▶ _给定任务_:
请将选段中从“主要介绍增删改查索引的功能,并且对于查询”到“还要做一些高亮和摘要的设置.”之间的文字（包括首尾两处）一字不差地重新写出。

▶ _选段_:
主要介绍增删改查索引的功能,并且对于查询到的关键字,返回高亮的结果。高亮的效果,就是将查询出来的结果,在前后加上标签,<font color="red">和</font>这样在浏览器显示的就是红色的字体.

目录效果如上,建立一个com.lucene的包,建立一个IndexDao的类,里面写入索引的增删改查方法;而建立的IndexDaoText类则是对这增删改查的测试;QueryResult则是一个查询结果的类,里面只有2个字段,总记录数和记录集合.
其中IndexDao类中的代码如下,比较长,其实也只是Search长,search长也只是因为查询前要做一些设置,排序,过滤器;查询后取出数据还要做一些高亮和摘要的设置.

▶ _给定记录_:
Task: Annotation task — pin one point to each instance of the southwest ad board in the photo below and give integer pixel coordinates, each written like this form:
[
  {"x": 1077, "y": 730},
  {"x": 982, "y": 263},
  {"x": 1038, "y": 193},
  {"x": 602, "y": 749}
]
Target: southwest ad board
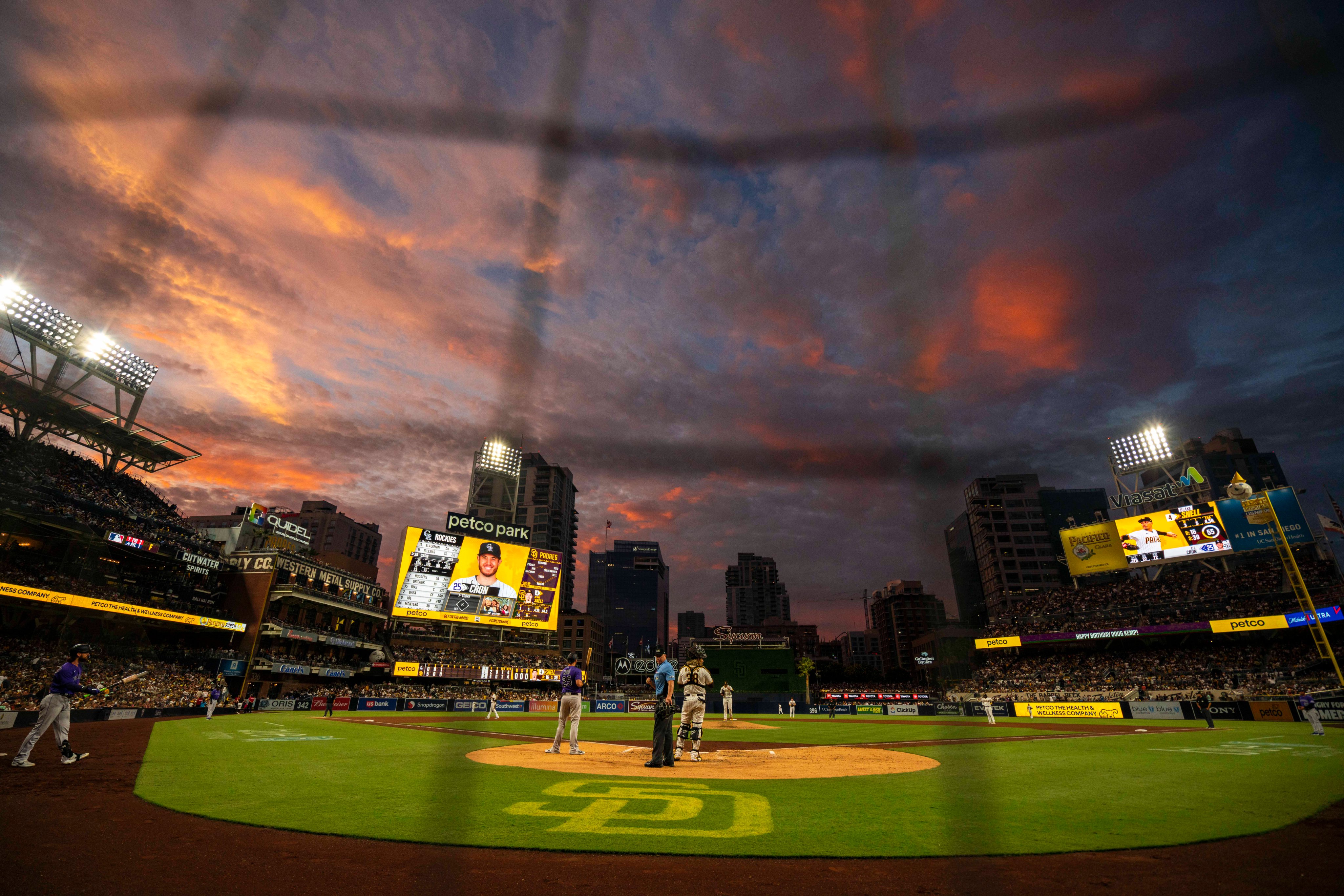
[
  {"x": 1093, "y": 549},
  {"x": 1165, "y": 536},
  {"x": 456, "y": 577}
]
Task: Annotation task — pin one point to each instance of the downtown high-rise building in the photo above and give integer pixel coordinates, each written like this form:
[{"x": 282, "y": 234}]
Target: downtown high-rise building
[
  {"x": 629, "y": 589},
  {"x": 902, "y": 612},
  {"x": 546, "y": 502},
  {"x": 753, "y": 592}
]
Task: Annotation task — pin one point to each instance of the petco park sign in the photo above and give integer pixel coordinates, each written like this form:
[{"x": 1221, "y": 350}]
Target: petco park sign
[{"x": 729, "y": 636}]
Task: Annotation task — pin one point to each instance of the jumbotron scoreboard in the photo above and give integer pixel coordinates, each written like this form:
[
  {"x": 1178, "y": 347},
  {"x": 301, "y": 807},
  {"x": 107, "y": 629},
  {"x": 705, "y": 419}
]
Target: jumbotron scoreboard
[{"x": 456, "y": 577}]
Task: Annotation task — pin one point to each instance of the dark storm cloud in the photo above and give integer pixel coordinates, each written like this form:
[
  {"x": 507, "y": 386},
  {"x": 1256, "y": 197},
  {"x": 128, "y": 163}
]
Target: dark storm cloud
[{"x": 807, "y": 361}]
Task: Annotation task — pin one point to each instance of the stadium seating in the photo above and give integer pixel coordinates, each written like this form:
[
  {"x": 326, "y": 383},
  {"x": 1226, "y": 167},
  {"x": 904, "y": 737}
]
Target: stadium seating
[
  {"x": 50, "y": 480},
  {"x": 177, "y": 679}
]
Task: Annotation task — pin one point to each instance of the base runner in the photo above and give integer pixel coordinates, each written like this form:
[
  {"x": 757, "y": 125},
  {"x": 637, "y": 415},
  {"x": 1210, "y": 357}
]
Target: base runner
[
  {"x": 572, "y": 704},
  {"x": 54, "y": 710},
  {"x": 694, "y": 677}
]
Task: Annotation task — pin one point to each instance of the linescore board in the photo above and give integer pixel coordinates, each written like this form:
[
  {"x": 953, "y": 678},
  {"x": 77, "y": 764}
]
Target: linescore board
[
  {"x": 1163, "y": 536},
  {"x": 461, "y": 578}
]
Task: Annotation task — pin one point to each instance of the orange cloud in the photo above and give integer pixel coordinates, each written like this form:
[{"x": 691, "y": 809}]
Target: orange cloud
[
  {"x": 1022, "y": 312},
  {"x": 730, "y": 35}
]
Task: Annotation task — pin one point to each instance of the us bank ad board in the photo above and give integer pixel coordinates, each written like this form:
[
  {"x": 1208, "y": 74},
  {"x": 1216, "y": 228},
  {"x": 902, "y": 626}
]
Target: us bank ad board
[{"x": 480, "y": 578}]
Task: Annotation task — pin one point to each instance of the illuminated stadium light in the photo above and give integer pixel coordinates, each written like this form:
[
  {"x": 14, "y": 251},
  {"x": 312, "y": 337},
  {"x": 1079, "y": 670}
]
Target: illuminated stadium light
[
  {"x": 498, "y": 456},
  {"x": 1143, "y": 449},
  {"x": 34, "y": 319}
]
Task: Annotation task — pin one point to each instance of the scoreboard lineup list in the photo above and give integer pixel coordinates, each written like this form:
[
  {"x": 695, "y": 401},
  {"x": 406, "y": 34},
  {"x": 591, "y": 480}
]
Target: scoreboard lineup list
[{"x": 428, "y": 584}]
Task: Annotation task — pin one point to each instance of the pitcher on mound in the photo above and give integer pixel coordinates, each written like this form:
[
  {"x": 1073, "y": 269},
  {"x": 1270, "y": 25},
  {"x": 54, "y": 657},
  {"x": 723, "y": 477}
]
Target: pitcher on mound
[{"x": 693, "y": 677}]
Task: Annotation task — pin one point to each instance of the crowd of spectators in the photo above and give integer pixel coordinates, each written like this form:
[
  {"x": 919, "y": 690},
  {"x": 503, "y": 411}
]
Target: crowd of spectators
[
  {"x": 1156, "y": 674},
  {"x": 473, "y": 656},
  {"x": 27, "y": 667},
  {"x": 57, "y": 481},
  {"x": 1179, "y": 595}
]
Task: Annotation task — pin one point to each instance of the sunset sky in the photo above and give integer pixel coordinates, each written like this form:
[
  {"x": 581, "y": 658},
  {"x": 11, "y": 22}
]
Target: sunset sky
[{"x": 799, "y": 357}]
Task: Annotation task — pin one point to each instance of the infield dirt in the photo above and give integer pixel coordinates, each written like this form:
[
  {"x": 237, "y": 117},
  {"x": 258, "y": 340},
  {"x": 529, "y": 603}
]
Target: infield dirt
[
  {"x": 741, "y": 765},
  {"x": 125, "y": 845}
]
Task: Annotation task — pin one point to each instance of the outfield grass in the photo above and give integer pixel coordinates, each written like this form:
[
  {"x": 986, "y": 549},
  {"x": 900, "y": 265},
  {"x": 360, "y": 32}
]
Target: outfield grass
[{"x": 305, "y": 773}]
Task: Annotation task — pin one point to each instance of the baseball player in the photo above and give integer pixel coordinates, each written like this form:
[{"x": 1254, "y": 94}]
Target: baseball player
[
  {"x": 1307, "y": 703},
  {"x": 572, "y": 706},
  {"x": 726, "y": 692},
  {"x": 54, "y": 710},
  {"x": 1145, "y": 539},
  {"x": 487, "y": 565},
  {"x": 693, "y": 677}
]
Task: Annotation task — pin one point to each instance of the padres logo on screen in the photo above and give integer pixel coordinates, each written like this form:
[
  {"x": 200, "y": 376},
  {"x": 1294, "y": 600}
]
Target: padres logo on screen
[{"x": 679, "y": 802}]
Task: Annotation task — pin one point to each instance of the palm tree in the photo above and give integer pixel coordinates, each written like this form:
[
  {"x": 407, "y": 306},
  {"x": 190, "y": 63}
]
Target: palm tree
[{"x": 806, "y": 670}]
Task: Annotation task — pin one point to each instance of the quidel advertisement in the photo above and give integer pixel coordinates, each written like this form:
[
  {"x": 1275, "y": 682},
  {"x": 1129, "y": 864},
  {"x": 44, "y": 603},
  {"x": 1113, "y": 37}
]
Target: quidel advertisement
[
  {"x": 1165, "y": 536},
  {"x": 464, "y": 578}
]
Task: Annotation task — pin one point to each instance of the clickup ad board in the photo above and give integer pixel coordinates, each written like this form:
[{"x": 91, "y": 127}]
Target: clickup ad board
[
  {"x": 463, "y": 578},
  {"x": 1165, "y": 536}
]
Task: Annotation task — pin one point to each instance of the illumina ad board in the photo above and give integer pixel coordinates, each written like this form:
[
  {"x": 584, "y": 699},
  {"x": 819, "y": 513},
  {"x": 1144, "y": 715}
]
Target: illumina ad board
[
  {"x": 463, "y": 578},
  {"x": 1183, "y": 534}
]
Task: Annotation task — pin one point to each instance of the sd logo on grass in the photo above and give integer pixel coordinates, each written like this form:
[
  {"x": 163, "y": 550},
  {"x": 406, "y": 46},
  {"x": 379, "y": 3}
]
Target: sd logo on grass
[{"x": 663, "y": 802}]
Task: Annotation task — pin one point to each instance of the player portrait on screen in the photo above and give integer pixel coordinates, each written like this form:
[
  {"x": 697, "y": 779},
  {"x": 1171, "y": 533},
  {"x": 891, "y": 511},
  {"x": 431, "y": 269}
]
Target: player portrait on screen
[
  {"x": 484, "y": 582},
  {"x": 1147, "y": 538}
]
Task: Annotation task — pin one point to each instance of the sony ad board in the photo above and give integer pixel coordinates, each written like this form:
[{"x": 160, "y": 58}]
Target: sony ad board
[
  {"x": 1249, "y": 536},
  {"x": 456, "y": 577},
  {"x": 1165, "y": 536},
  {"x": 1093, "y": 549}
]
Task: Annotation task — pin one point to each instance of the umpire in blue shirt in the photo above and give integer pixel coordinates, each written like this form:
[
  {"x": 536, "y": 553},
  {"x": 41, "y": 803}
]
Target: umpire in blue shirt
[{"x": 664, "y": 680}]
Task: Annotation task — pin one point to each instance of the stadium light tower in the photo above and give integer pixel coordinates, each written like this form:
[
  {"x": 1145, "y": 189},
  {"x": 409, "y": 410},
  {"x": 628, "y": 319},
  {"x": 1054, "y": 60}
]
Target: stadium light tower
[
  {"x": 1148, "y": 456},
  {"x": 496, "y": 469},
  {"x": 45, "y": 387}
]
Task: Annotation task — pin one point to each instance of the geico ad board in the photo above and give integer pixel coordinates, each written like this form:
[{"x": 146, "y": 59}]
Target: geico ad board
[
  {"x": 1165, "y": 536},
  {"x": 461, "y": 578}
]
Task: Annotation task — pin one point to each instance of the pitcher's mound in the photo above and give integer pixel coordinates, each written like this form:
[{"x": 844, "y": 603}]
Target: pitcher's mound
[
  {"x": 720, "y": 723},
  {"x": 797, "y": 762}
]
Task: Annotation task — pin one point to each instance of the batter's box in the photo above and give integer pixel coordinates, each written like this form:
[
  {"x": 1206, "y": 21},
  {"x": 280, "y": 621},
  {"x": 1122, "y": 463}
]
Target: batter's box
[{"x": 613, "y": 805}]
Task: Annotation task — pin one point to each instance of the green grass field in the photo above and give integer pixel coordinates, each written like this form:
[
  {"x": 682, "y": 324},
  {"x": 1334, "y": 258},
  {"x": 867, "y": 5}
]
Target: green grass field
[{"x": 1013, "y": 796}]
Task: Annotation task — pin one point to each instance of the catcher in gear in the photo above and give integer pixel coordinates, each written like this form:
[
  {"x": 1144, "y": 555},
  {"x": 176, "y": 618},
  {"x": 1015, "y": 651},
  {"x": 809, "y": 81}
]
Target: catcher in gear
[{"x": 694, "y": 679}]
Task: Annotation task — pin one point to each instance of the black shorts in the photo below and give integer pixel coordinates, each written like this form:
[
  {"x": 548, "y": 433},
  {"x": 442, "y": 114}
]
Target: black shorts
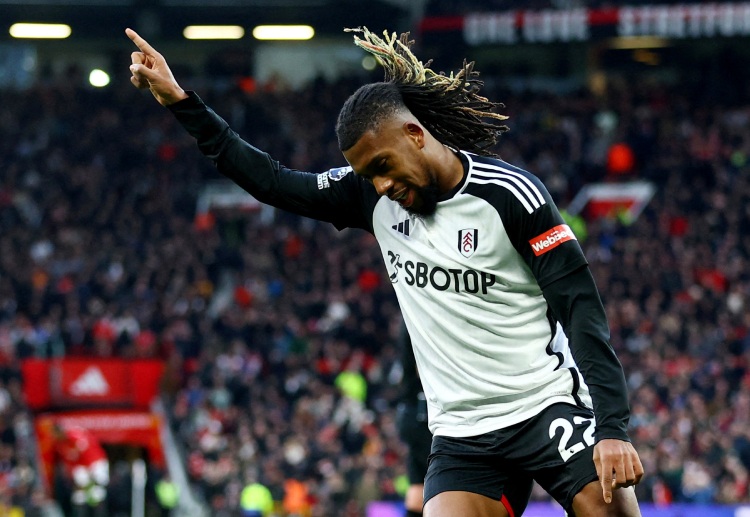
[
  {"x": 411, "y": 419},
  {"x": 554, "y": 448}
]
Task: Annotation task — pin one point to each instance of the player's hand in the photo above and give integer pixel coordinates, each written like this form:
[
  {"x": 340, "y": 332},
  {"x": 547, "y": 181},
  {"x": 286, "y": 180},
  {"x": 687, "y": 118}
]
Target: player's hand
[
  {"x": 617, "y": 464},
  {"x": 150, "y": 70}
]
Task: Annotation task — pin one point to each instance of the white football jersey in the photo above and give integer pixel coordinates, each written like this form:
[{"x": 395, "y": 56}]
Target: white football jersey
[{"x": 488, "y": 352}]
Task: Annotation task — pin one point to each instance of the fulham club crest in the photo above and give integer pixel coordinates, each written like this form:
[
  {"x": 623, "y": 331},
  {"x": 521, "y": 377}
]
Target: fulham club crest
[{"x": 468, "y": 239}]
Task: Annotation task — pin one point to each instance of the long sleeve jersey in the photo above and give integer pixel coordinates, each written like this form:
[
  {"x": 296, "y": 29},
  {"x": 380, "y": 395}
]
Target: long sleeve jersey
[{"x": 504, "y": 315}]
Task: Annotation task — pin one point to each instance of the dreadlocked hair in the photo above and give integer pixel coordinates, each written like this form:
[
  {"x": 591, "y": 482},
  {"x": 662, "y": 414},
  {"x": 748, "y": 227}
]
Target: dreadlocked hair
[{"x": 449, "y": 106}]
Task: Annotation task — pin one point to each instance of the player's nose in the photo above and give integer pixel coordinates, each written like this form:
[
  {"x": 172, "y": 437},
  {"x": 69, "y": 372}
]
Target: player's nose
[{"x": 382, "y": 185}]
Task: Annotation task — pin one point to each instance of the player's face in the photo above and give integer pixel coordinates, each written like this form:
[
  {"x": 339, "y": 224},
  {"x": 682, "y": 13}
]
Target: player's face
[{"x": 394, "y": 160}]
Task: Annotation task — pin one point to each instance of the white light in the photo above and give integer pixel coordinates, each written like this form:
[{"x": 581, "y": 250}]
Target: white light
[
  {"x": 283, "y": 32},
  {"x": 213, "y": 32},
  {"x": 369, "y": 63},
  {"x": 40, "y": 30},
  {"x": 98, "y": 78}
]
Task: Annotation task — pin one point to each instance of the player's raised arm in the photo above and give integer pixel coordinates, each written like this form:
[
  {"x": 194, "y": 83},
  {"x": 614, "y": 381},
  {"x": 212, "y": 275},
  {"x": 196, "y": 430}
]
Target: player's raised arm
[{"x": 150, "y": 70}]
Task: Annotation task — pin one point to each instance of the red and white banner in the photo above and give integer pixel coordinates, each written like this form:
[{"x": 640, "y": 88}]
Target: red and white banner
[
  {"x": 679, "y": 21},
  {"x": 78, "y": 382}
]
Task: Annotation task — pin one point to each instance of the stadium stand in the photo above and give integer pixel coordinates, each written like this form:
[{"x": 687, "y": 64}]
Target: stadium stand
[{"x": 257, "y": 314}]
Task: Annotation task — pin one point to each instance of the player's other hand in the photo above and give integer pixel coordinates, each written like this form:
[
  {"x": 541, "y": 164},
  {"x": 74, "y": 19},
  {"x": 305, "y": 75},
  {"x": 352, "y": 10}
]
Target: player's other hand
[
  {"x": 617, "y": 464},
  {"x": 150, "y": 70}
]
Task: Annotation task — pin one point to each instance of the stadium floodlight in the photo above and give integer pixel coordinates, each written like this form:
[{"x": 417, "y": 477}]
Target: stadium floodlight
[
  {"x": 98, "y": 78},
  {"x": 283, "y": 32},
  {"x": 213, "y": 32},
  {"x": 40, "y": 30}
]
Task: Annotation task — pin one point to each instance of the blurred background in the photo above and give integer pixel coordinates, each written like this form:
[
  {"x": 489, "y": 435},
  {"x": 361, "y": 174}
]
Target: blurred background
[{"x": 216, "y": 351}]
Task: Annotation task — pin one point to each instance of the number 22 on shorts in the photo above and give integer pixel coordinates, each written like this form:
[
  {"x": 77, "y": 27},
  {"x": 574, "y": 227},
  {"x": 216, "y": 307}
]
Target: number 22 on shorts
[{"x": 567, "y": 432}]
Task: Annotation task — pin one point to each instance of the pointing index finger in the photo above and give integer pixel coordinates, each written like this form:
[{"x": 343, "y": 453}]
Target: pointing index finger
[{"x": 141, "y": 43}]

▶ _练习答案_:
主要介绍增删改查索引的功能,并且对于查询到的关键字,返回高亮的结果。高亮的效果,就是将查询出来的结果,在前后加上标签,<font color="red">和</font>这样在浏览器显示的就是红色的字体.

目录效果如上,建立一个com.lucene的包,建立一个IndexDao的类,里面写入索引的增删改查方法;而建立的IndexDaoText类则是对这增删改查的测试;QueryResult则是一个查询结果的类,里面只有2个字段,总记录数和记录集合.
其中IndexDao类中的代码如下,比较长,其实也只是Search长,search长也只是因为查询前要做一些设置,排序,过滤器;查询后取出数据还要做一些高亮和摘要的设置.